● **TASK TO COMPLETE**
What lines below include the string "beaded"? Pick them out and copy them.

- - - - -

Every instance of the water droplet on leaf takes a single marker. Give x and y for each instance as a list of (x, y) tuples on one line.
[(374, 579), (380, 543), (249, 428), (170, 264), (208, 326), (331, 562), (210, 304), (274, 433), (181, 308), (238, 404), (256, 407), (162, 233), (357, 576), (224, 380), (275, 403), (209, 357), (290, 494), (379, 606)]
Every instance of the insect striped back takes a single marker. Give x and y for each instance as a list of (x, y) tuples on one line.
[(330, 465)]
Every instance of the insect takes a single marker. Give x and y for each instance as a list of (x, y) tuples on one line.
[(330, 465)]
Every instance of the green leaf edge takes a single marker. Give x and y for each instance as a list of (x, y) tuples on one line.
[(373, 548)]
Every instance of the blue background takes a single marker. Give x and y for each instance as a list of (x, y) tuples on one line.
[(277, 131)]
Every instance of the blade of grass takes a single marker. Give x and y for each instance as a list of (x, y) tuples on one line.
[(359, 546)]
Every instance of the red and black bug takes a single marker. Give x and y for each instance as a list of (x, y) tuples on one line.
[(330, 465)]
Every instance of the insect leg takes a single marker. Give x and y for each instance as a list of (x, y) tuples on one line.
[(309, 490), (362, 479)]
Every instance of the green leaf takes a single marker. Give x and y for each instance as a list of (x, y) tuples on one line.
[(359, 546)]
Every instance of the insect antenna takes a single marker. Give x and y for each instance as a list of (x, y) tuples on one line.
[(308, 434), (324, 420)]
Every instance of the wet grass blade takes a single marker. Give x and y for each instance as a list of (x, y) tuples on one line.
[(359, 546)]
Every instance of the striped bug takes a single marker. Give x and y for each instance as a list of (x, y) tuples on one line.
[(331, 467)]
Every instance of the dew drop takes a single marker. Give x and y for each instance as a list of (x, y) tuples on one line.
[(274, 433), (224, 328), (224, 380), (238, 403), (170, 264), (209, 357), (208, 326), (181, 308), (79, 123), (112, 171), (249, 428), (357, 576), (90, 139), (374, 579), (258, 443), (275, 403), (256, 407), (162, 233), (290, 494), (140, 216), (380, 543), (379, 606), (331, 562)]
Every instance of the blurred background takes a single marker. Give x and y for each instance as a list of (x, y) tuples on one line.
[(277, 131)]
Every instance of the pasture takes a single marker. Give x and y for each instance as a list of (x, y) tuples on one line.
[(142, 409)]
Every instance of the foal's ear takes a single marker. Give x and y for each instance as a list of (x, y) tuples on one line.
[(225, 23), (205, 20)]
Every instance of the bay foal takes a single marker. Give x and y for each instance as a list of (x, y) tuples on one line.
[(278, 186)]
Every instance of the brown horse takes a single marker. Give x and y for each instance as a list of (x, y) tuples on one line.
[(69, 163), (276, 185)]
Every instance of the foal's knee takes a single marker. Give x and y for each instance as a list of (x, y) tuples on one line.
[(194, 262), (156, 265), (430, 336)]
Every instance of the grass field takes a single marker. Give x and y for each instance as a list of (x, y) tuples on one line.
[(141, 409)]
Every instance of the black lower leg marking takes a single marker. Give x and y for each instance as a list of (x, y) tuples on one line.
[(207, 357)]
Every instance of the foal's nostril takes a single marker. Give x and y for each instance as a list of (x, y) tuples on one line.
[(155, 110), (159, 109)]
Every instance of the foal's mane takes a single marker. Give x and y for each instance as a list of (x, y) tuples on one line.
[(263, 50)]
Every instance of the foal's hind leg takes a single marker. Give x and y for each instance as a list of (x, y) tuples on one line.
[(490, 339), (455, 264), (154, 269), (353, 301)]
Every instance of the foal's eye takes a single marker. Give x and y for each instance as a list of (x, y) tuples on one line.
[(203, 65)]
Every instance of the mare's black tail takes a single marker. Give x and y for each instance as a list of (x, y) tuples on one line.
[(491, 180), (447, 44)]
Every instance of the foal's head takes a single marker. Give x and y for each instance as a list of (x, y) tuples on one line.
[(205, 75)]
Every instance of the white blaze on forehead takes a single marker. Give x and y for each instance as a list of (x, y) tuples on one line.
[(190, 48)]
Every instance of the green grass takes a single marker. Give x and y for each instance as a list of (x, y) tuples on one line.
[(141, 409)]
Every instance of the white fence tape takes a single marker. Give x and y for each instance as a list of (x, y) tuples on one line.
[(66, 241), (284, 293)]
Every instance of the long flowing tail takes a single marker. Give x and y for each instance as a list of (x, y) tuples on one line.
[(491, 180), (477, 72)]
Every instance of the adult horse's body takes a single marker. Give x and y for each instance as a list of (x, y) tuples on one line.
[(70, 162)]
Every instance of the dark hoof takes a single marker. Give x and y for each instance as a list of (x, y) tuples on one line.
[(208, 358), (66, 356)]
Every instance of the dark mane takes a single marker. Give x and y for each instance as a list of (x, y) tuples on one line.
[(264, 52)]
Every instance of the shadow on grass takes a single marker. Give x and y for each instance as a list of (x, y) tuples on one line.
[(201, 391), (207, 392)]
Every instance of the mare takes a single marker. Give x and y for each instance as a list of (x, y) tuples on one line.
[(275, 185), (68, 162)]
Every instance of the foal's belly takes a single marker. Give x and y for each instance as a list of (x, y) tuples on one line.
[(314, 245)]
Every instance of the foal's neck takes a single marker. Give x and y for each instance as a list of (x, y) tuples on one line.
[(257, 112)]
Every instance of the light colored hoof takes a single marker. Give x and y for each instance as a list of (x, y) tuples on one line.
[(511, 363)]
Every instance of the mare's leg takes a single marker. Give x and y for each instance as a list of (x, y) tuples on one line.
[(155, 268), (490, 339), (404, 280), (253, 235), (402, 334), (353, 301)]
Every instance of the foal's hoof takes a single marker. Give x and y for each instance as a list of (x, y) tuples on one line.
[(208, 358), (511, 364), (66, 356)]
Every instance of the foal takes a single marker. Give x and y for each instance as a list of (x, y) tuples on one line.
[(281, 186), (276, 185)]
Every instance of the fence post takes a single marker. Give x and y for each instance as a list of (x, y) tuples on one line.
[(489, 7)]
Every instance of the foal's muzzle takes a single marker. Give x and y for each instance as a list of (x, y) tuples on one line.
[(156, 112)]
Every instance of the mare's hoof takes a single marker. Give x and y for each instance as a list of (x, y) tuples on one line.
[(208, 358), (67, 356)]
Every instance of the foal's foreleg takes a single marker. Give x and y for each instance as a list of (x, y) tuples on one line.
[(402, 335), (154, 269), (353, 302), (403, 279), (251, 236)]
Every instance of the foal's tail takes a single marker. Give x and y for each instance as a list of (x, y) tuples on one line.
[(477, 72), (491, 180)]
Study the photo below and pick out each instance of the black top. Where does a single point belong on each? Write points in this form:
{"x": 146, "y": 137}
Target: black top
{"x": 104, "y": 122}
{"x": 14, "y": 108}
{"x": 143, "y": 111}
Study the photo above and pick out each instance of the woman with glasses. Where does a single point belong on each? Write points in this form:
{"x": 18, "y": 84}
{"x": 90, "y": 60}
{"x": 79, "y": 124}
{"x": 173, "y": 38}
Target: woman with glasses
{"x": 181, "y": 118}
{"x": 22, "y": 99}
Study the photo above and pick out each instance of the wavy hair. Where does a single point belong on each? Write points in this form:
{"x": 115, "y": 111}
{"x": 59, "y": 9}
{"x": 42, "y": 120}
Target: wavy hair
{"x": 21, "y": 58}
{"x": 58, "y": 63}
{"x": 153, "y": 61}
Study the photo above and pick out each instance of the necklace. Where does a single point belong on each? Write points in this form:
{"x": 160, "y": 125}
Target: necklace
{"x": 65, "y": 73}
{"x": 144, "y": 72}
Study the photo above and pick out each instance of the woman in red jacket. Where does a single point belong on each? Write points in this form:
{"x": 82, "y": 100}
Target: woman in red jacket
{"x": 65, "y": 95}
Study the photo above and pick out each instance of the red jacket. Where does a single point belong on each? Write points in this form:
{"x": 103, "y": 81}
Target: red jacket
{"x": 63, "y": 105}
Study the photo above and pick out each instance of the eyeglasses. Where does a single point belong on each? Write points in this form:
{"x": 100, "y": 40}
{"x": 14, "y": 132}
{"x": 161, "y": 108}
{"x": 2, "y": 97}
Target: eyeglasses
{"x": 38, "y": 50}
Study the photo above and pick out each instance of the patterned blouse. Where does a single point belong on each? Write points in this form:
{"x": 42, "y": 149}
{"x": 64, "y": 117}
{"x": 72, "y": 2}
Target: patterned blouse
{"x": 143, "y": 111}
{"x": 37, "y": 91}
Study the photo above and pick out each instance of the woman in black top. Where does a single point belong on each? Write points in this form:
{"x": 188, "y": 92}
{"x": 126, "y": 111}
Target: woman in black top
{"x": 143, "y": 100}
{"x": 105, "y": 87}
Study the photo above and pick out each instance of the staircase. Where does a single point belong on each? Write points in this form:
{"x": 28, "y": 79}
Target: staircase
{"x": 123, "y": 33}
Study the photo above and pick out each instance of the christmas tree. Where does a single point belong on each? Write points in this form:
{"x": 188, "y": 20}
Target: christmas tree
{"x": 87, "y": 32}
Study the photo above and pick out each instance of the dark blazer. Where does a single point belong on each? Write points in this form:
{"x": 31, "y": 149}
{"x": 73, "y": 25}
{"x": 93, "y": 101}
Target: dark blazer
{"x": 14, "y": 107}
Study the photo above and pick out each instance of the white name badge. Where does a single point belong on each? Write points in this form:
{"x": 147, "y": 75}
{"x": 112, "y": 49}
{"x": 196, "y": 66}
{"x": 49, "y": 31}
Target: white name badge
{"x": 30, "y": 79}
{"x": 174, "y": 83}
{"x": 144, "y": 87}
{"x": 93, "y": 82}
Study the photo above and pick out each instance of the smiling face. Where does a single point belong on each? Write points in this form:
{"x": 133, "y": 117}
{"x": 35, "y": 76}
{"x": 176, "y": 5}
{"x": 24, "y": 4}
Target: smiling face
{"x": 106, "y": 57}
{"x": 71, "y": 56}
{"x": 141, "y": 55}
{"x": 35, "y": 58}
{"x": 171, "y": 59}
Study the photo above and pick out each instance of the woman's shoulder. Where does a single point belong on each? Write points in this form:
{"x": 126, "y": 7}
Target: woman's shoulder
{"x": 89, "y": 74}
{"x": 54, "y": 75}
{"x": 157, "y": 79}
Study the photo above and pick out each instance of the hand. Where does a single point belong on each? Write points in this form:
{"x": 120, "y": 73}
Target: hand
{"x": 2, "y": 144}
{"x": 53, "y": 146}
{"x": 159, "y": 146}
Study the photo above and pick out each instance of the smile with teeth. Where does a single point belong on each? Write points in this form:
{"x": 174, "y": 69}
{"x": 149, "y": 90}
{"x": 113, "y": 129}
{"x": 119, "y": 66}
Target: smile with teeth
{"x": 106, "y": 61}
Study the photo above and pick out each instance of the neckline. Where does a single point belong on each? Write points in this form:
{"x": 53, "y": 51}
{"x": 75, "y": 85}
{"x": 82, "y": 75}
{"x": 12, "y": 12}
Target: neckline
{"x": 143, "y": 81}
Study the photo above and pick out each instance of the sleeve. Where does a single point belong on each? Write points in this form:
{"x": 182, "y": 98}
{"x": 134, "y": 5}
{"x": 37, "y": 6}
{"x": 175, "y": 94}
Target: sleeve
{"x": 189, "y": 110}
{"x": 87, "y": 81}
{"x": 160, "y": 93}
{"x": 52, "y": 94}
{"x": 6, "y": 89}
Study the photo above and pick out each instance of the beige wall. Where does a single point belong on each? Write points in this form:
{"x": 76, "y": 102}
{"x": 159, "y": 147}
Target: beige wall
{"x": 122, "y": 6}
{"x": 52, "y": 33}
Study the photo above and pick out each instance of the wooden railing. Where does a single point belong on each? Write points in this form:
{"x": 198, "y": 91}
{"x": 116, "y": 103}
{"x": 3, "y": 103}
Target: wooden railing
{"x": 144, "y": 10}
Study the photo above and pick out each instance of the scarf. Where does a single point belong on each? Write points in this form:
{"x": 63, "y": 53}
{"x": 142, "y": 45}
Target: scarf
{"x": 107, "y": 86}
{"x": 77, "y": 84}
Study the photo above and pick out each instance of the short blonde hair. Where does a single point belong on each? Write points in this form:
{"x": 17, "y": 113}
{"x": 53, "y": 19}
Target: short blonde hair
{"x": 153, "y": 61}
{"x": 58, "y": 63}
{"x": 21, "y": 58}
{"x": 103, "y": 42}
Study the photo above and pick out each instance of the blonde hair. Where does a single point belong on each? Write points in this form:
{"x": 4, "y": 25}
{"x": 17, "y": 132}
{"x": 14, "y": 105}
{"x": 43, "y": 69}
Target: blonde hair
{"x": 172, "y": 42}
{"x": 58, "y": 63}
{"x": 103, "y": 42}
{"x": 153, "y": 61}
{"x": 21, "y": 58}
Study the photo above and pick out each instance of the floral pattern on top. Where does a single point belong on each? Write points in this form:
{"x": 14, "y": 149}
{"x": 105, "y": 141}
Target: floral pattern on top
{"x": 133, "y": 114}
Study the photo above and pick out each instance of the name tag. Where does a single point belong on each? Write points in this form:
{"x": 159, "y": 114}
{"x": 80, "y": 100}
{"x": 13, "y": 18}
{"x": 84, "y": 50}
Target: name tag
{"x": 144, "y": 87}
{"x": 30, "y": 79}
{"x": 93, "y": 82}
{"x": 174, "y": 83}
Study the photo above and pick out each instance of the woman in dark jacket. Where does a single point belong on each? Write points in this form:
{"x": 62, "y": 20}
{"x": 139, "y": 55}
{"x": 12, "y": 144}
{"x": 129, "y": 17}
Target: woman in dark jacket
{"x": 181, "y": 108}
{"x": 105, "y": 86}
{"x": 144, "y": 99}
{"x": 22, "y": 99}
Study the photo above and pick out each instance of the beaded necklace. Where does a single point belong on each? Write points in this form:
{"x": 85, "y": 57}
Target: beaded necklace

- - - - -

● **ANSWER TO THIS TASK**
Study the photo above and pick out each instance of the beaded necklace. Where does a single point belong on each? Write points in this form:
Target: beaded necklace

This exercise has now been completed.